** Data records follows **
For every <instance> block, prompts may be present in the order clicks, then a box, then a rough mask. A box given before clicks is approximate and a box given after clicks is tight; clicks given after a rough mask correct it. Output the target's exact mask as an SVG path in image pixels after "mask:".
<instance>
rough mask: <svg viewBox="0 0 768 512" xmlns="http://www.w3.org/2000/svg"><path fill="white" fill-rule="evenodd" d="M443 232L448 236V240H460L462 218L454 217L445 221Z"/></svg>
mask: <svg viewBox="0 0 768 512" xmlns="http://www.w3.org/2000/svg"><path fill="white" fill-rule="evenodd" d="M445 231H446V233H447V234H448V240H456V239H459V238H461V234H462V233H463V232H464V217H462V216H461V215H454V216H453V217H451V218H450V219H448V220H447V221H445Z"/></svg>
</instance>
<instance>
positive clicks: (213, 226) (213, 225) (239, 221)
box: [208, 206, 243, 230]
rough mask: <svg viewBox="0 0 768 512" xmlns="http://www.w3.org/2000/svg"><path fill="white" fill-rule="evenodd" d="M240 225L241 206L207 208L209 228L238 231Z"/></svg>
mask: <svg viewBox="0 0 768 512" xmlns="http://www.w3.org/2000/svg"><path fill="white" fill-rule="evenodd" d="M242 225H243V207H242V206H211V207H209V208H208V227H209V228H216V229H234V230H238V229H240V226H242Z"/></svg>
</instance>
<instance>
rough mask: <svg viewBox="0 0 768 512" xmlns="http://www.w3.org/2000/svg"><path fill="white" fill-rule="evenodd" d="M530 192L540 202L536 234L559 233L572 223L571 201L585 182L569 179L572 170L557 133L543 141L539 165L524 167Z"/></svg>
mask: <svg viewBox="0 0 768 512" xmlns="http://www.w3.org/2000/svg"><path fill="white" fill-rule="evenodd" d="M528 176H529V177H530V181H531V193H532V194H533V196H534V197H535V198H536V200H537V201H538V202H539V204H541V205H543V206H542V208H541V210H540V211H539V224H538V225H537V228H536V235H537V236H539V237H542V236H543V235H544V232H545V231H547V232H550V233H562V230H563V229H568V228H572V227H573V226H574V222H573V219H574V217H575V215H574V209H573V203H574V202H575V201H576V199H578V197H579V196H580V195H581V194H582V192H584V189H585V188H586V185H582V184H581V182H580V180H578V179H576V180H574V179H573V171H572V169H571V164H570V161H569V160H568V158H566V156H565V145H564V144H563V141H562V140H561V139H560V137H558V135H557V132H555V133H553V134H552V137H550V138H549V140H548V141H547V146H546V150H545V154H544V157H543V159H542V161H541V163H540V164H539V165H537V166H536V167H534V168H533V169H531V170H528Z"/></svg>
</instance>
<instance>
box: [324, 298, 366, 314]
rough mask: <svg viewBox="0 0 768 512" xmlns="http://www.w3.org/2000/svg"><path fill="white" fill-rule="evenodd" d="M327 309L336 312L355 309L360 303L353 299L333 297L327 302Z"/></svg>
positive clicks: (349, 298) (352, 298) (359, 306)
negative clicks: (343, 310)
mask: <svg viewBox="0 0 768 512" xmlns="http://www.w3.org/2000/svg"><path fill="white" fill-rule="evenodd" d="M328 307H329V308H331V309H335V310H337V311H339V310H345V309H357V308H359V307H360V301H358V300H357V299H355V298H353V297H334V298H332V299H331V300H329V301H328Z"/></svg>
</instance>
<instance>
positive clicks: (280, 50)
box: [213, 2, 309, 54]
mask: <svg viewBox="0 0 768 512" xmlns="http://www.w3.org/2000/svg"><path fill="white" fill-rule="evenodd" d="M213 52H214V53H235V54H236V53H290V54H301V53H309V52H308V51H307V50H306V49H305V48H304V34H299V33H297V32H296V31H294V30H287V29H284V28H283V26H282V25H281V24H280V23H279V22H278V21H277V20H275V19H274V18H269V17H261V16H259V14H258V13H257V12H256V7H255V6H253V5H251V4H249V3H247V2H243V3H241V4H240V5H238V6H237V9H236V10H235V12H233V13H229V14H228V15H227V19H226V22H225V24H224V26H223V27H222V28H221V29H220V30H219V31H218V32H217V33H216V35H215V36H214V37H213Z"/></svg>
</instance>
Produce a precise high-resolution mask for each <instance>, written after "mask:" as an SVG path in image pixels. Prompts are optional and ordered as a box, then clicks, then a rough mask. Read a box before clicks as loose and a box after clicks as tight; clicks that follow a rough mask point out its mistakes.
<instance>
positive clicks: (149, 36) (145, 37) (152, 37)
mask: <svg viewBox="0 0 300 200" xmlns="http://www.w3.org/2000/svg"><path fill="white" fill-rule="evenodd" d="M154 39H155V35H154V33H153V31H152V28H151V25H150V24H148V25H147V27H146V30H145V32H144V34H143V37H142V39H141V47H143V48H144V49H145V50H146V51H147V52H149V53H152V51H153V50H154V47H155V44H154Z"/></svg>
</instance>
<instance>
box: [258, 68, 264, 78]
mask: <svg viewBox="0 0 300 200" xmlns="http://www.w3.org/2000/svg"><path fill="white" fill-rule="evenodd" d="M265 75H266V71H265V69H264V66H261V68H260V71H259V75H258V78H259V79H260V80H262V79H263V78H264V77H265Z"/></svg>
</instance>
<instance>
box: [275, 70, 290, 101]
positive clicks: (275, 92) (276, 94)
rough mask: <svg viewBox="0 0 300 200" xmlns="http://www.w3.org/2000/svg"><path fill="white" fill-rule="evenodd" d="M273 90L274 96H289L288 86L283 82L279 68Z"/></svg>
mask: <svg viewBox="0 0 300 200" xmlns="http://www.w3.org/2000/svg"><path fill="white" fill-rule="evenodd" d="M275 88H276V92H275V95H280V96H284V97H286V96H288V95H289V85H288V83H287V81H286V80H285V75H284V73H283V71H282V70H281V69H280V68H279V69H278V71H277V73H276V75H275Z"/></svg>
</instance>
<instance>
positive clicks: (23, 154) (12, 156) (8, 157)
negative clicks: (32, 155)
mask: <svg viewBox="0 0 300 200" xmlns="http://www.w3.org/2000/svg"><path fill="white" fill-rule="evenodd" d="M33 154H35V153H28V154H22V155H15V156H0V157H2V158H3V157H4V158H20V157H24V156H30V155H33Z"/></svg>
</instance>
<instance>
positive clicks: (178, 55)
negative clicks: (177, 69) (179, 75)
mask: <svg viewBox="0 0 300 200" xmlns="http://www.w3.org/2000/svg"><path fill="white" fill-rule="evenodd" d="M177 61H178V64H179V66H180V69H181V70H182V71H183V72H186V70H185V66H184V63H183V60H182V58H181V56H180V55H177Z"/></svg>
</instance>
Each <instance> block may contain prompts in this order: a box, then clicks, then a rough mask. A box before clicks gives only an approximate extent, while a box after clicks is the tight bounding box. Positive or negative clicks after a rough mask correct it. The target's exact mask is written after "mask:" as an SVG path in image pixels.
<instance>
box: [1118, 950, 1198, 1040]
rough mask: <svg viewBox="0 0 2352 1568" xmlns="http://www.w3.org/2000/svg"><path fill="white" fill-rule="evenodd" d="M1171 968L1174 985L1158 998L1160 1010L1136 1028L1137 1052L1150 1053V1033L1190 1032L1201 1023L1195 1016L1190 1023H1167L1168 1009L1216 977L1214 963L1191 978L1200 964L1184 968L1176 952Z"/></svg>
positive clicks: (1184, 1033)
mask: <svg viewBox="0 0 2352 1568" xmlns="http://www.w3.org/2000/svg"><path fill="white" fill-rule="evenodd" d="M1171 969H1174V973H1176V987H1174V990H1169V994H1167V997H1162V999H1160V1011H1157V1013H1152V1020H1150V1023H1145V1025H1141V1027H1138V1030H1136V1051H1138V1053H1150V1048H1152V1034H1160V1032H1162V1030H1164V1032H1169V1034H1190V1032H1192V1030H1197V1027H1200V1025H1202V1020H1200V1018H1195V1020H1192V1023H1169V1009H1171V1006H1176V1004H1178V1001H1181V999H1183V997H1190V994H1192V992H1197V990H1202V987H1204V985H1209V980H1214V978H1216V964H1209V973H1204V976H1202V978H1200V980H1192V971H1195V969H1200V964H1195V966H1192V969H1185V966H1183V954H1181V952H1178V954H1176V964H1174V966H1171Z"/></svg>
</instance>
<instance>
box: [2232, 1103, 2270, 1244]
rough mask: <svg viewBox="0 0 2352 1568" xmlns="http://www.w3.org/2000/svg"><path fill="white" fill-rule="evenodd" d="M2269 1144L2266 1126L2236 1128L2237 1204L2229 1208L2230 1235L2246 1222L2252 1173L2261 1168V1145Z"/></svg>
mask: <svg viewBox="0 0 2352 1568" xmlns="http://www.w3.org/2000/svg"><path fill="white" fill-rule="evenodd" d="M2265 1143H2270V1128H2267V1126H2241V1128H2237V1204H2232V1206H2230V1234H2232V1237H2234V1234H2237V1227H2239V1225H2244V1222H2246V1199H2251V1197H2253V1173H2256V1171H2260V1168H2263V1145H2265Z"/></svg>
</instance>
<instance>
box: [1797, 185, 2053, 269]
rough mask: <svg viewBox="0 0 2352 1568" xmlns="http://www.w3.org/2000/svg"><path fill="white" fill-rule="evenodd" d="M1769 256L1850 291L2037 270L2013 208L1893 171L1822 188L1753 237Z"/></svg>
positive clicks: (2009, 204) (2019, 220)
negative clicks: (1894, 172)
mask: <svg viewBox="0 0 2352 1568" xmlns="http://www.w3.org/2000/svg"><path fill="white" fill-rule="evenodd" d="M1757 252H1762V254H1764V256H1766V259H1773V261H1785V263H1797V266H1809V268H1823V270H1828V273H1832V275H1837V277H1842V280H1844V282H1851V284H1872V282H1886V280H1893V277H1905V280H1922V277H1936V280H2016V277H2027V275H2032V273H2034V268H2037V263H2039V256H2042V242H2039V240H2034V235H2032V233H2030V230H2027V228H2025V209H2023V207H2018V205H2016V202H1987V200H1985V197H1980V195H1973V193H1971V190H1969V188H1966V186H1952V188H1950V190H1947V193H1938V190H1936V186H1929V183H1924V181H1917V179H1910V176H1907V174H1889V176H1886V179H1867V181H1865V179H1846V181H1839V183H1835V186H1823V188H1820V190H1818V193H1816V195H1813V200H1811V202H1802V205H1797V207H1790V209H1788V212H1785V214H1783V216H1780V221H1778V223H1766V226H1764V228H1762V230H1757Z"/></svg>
** End of Data records **
### [Exercise objective]
Which lines of the listing above contain the word "target"? Show every one of them in full.

### [Exercise output]
For every <instance> block, prompts may be present in the order clicks, then a box, then a rough mask. A box given before clicks is approximate and a box given after clicks is tight; clicks given after a rough mask correct it. Output the target's exact mask as an SVG path in image pixels after "mask:".
Each <instance> block may contain prompts in this order: a box, then clicks, then a rough mask. A box before clicks gives only an approximate extent, while a box after clicks is the tight bounding box. Positive or negative clicks after a rough mask correct it. The target's exact mask is written after "mask:" as an SVG path in image pixels.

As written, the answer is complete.